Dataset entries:
----

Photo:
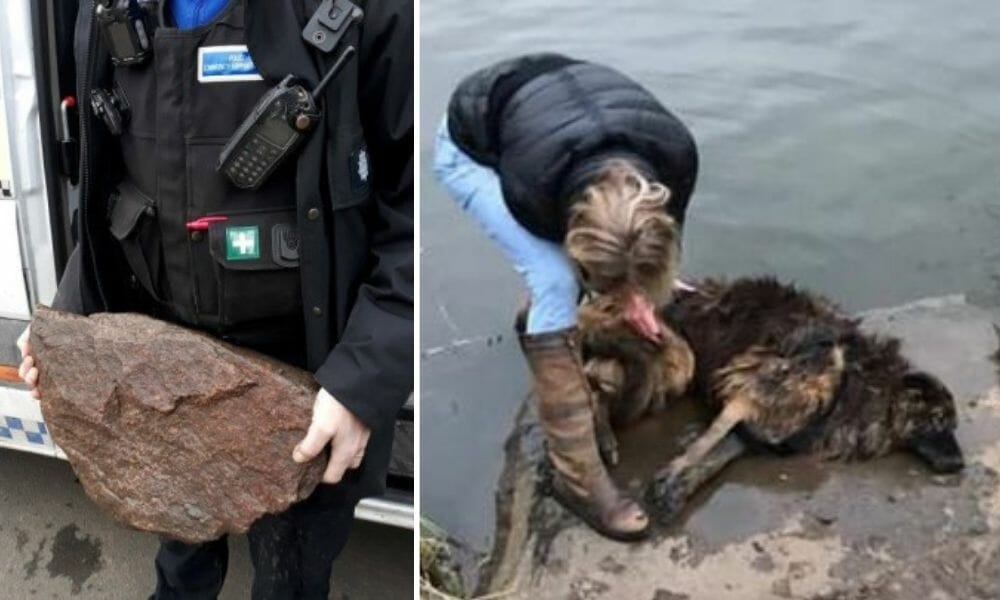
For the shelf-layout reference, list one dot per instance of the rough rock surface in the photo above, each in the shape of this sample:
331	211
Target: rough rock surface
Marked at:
169	430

----

Work request
Omitting the images, output each record precisely as written.

Exercise answer
Photo:
For the shelf-layout reference, list one dot per instance of the rough rock surface in the photo above, each in the shape of this sample:
331	211
Target: rough rock surface
Marked at:
169	430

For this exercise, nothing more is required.